• _What you will do_:
Continue the article about Baldío, the zero-waste restaurant in Mexico City, starting right after its last sentence.

BEGIN Text segment

Sourcing local produce and using pre-Hispanic agricultural techniques, Baldío has embraced a regenerative ethos - with delicious results

- Imogen Lepere

Sin bins Mexican restaurant on a zero-waste mission

Hunched over the pass in the open restaurant kitchen, a team of chefs are dusting ceviche with a powder made from lime skins that would, in most cases, have been thrown away.

The Mexico City restaurant where they work looks like most restaurant kitchens but it lacks one key element: there is no bin.

Baldío was co-founded by brothers Lucio and Pablo Usobiaga and chef Doug McMaster, best known for his zero-waste spot Silo London. “In my eyes, bins are coffins for things that have been badly designed,” said McMaster. “If there was a trophy for negligence, it would be bin-shaped.”

END Text segment
BEGIN Listing

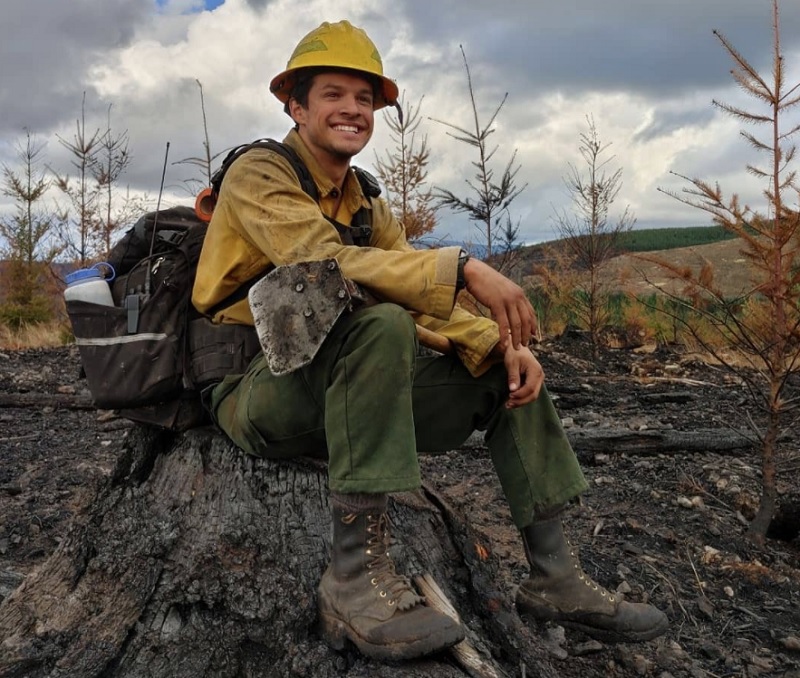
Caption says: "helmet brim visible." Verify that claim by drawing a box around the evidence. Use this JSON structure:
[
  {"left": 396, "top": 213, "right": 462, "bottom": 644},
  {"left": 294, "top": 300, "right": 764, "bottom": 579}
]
[{"left": 269, "top": 66, "right": 400, "bottom": 111}]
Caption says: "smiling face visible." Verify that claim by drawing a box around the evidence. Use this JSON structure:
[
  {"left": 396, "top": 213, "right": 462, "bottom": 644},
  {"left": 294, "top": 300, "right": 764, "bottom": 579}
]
[{"left": 289, "top": 72, "right": 374, "bottom": 181}]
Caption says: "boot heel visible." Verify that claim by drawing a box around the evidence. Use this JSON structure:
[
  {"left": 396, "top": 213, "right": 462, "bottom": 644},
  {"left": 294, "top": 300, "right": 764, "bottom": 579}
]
[{"left": 319, "top": 613, "right": 347, "bottom": 650}]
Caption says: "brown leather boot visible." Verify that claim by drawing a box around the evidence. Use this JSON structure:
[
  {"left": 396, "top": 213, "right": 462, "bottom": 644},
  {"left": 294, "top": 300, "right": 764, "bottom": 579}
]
[
  {"left": 517, "top": 517, "right": 668, "bottom": 642},
  {"left": 319, "top": 508, "right": 464, "bottom": 660}
]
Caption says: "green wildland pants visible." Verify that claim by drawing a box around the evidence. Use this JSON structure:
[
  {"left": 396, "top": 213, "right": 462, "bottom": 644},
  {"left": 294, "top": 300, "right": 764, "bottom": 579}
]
[{"left": 210, "top": 303, "right": 587, "bottom": 528}]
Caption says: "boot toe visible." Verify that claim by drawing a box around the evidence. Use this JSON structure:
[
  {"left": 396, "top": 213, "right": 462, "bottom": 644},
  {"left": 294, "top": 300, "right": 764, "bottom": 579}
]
[{"left": 574, "top": 601, "right": 669, "bottom": 642}]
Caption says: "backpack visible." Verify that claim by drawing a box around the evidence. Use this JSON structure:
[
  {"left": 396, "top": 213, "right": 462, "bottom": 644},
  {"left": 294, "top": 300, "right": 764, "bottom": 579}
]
[{"left": 66, "top": 139, "right": 380, "bottom": 431}]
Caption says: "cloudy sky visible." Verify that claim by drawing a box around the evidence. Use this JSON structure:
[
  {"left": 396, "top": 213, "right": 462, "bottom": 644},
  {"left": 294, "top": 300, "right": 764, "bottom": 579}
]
[{"left": 0, "top": 0, "right": 800, "bottom": 247}]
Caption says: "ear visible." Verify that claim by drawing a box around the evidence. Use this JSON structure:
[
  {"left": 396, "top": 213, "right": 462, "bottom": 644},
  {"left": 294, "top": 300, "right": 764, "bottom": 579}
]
[{"left": 287, "top": 98, "right": 308, "bottom": 125}]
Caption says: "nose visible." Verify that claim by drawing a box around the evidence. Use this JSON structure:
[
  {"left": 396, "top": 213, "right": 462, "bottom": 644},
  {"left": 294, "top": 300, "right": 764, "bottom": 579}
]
[{"left": 340, "top": 94, "right": 359, "bottom": 115}]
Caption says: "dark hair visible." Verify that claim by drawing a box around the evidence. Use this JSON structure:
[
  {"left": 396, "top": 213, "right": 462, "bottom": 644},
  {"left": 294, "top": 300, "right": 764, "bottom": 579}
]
[{"left": 284, "top": 66, "right": 383, "bottom": 115}]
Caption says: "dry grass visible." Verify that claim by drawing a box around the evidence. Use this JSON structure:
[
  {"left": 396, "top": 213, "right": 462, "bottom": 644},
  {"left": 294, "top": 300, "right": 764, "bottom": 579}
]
[{"left": 0, "top": 321, "right": 72, "bottom": 351}]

END Listing

• _Output of the task_:
The food, which recently earned a Michelin green star, is creative but still quintessentially Mexican: squash tostada with guaca-broccoli, maguey flower, maguey worm, or grass-fed pork from Veracruz with tamarind mole, served with chinampa greens and house-made kimchi. Significant planning is needed from sourcing to preparation, and the founders are also behind Arca Tierra, a regenerative agriculture project that includes a network of 50 farmers in central Mexico as well as the organisation’s own farm in the pre-Aztec canal system at Xochimilco, in the south of Mexico City.

“Restaurants can have a big environmental impact but they also have a big reach,” says Lucio Usobiaga. “We want Baldío to be a model that shows it’s possible to be both zero waste and to rely on farmers rather than supermarkets.”